**To-do item**. Leaving out the pictures, please retype each record exactly.

Dataset entries:
>>>>
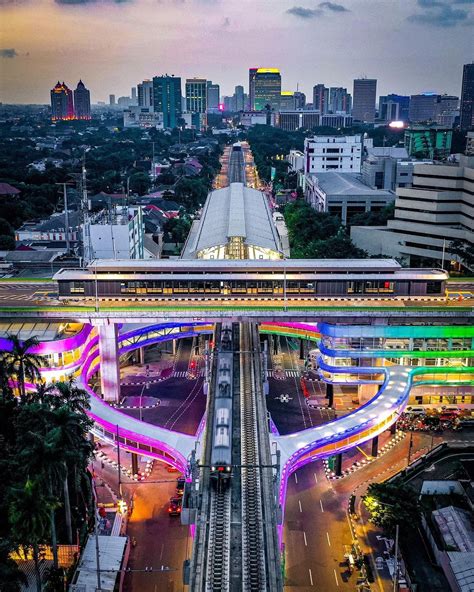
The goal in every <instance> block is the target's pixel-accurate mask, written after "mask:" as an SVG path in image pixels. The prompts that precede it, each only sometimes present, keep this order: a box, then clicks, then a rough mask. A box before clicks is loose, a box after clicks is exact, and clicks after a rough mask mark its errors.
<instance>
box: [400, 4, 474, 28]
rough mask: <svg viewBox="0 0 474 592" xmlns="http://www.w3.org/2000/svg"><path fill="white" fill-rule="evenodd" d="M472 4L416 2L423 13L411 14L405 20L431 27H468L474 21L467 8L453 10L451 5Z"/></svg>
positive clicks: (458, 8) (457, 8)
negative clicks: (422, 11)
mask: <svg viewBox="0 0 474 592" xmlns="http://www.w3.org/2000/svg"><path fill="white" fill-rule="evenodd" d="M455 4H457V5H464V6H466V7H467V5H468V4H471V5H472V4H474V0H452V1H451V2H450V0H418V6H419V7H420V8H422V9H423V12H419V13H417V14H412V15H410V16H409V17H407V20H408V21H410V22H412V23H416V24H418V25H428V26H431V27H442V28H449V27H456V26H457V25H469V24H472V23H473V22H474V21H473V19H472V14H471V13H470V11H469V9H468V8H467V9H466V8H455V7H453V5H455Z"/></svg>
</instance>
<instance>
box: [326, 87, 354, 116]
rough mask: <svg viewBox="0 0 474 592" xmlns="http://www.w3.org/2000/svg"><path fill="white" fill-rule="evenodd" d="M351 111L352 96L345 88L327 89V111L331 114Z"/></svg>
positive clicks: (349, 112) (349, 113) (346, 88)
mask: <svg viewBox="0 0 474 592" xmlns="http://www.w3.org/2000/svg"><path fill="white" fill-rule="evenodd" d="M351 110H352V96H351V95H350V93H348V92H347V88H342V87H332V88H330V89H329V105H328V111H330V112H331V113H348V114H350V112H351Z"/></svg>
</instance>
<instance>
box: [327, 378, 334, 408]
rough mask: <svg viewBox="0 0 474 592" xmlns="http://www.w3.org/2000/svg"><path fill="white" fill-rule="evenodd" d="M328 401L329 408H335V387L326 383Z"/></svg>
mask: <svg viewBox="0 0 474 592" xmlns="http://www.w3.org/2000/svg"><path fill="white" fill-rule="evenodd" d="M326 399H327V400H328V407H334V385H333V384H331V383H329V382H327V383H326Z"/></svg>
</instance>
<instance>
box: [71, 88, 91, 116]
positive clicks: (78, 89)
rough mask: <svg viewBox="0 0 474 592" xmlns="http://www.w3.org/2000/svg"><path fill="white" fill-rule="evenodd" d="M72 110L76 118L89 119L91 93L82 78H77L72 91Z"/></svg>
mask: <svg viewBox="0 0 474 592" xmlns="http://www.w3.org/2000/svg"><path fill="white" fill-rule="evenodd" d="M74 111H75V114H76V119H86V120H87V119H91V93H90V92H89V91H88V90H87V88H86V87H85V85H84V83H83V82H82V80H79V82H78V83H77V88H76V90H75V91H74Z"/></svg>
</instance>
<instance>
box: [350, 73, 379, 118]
<<<<
**Output for this exercise**.
The goal in every <instance> block is the target's pixel-accurate mask, written after "mask:" as an SVG path in image pixels. The prompts that precede it, each only sometimes present, keep this order: a box, then clicks, then a rough mask. A box before clicks is loose, a box after clicks is exact, and clicks after a rough mask mark its errors.
<instance>
box: [400, 4, 474, 28]
rough mask: <svg viewBox="0 0 474 592" xmlns="http://www.w3.org/2000/svg"><path fill="white" fill-rule="evenodd" d="M472 4L416 2L423 13L411 14L405 20L431 27H468L474 21L467 8L453 10L451 5Z"/></svg>
positive clicks: (458, 8) (457, 8)
negative clicks: (422, 11)
mask: <svg viewBox="0 0 474 592" xmlns="http://www.w3.org/2000/svg"><path fill="white" fill-rule="evenodd" d="M455 4H457V5H464V6H466V7H467V5H468V4H471V5H472V4H474V0H452V1H451V2H450V0H418V6H419V7H420V8H422V9H423V12H419V13H417V14H412V15H410V16H409V17H407V20H408V21H410V22H412V23H416V24H418V25H428V26H431V27H442V28H449V27H456V26H457V25H469V24H472V23H473V22H474V21H473V19H472V14H471V13H470V11H469V9H468V8H467V9H466V8H455V7H453V5H455Z"/></svg>
</instance>
<instance>
box: [326, 87, 354, 116]
rough mask: <svg viewBox="0 0 474 592" xmlns="http://www.w3.org/2000/svg"><path fill="white" fill-rule="evenodd" d="M351 111L352 96L345 88L327 89V111L331 114Z"/></svg>
positive clicks: (349, 112) (349, 113) (346, 88)
mask: <svg viewBox="0 0 474 592" xmlns="http://www.w3.org/2000/svg"><path fill="white" fill-rule="evenodd" d="M351 110H352V96H351V95H350V93H348V92H347V88H342V87H332V88H330V89H329V105H328V111H330V112H331V113H348V114H350V112H351Z"/></svg>
</instance>
<instance>
box: [327, 378, 334, 408]
rough mask: <svg viewBox="0 0 474 592" xmlns="http://www.w3.org/2000/svg"><path fill="white" fill-rule="evenodd" d="M328 401L329 408H335V387L326 383Z"/></svg>
mask: <svg viewBox="0 0 474 592" xmlns="http://www.w3.org/2000/svg"><path fill="white" fill-rule="evenodd" d="M326 399H327V400H328V407H334V385H333V384H331V383H329V382H327V383H326Z"/></svg>
</instance>
<instance>
box: [71, 88, 91, 116]
positive clicks: (78, 89)
rough mask: <svg viewBox="0 0 474 592" xmlns="http://www.w3.org/2000/svg"><path fill="white" fill-rule="evenodd" d="M72 110L76 118L89 119L91 93L82 78H77L72 91Z"/></svg>
mask: <svg viewBox="0 0 474 592" xmlns="http://www.w3.org/2000/svg"><path fill="white" fill-rule="evenodd" d="M74 111H75V114H76V119H86V120H87V119H91V93H90V92H89V91H88V90H87V88H86V87H85V85H84V83H83V82H82V80H79V82H78V83H77V88H76V90H75V91H74Z"/></svg>
</instance>
<instance>
box: [350, 73, 379, 118]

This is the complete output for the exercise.